> GOAL OF THE EXERCISE: Write out the listing below word for word, from its first line through the line containing "[[314, 231]]", and omit the pictures.
───── DATA FOR PROCESSING
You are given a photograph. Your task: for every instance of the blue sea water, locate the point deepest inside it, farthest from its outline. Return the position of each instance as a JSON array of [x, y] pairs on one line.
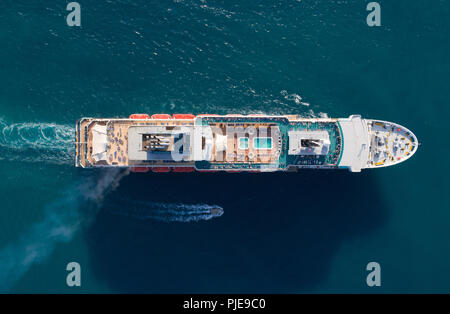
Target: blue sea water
[[314, 231]]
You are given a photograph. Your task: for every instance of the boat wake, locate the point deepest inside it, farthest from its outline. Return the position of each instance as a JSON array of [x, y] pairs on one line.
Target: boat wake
[[61, 220], [37, 142], [77, 208], [167, 212]]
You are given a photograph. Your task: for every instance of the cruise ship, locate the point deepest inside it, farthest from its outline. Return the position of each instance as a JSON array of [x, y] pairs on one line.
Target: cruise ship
[[240, 143]]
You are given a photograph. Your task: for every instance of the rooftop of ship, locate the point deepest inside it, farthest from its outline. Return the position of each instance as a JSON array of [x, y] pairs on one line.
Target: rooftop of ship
[[295, 142]]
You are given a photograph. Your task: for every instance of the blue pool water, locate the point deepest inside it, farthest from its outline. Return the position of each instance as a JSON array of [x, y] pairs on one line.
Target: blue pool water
[[262, 142], [314, 231]]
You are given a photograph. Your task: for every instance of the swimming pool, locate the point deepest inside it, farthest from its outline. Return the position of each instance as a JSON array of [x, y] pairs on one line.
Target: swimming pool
[[262, 143], [243, 143]]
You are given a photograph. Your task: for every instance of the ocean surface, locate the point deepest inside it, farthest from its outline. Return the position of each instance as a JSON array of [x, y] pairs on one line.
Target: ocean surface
[[313, 231]]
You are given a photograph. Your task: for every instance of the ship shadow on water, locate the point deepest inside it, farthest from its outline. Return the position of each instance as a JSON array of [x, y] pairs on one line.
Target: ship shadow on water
[[278, 233]]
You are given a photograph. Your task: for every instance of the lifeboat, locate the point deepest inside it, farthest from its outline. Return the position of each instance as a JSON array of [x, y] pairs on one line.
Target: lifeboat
[[184, 116], [161, 116], [139, 169], [139, 116], [183, 169], [161, 169]]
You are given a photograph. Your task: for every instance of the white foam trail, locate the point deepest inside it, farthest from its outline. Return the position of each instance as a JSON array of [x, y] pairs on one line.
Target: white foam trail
[[167, 212], [37, 142], [62, 219], [294, 97]]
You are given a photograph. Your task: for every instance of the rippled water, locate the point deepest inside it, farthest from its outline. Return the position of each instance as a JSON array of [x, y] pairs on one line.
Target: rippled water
[[311, 231]]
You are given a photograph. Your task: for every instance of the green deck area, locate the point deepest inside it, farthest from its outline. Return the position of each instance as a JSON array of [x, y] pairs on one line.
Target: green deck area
[[285, 160], [332, 158]]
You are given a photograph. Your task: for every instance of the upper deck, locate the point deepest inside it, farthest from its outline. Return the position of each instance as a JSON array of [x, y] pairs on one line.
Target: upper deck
[[241, 143], [209, 142]]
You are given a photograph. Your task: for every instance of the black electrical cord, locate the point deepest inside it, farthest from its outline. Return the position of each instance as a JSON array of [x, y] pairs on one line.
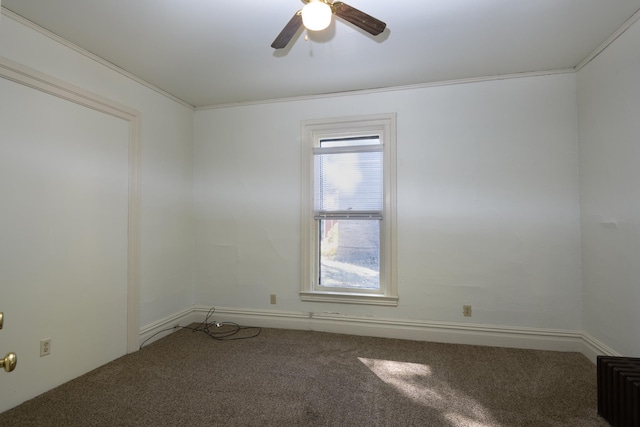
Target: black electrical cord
[[220, 331]]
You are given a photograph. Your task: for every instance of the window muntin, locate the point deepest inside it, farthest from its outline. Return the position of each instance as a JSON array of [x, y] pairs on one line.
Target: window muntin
[[348, 219]]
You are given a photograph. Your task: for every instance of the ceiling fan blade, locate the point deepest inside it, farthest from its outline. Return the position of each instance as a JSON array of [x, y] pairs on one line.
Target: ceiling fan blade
[[288, 32], [358, 18]]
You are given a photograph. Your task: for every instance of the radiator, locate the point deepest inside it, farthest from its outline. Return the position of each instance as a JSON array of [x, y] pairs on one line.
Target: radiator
[[619, 390]]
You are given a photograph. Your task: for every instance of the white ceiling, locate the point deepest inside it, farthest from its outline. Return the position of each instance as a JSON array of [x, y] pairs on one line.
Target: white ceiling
[[212, 52]]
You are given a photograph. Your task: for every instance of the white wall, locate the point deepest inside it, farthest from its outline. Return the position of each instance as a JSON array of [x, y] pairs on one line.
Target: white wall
[[64, 228], [487, 202], [609, 129]]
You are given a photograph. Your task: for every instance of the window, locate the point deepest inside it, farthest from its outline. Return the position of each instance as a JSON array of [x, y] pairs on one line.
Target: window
[[348, 210]]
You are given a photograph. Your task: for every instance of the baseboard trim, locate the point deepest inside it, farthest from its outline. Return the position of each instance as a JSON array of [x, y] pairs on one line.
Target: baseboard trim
[[163, 327], [417, 330], [592, 348]]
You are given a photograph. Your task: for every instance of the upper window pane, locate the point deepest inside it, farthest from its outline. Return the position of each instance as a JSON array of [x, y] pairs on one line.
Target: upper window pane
[[350, 142], [348, 181]]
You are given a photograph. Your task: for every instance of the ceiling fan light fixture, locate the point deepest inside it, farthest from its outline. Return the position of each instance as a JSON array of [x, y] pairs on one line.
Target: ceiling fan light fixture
[[316, 15]]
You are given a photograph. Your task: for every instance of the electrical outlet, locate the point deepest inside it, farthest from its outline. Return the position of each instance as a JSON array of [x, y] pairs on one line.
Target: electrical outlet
[[466, 310], [45, 347]]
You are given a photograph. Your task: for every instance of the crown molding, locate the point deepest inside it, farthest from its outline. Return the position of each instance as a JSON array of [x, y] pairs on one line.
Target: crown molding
[[613, 37], [32, 25]]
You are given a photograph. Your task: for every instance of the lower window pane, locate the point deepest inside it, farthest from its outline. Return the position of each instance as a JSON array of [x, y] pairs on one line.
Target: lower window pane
[[350, 253]]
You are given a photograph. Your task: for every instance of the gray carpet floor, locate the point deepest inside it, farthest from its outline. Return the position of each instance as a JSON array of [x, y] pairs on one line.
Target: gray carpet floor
[[303, 378]]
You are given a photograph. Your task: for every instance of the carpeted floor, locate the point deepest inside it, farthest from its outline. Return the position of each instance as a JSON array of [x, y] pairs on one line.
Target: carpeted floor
[[302, 378]]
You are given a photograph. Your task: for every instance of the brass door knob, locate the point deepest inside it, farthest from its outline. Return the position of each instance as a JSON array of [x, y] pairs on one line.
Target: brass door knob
[[9, 362]]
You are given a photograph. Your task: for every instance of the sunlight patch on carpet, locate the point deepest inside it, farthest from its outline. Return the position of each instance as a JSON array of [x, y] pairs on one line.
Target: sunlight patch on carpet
[[418, 383]]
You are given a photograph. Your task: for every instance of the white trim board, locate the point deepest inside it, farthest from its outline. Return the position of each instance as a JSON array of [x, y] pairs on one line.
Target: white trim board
[[34, 79], [418, 330], [66, 43]]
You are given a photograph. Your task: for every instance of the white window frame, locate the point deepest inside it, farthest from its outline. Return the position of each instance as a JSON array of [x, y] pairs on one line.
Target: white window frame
[[312, 131]]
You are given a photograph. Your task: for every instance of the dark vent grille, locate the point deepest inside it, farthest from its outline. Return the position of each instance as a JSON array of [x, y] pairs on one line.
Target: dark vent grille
[[619, 390]]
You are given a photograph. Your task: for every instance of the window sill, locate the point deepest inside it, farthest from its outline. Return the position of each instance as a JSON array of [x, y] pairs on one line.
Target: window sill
[[349, 298]]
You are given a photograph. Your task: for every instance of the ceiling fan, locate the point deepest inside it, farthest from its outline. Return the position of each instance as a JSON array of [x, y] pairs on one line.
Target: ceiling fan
[[316, 16]]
──────────
> RESPONSE:
You are given a photograph. Your task: for every instance of the blue sea water, locate the point deepest inside it, farthest from its outline. Return the position of each instance as a JSON array of [x, y] pairs on one line.
Target: blue sea water
[[314, 231]]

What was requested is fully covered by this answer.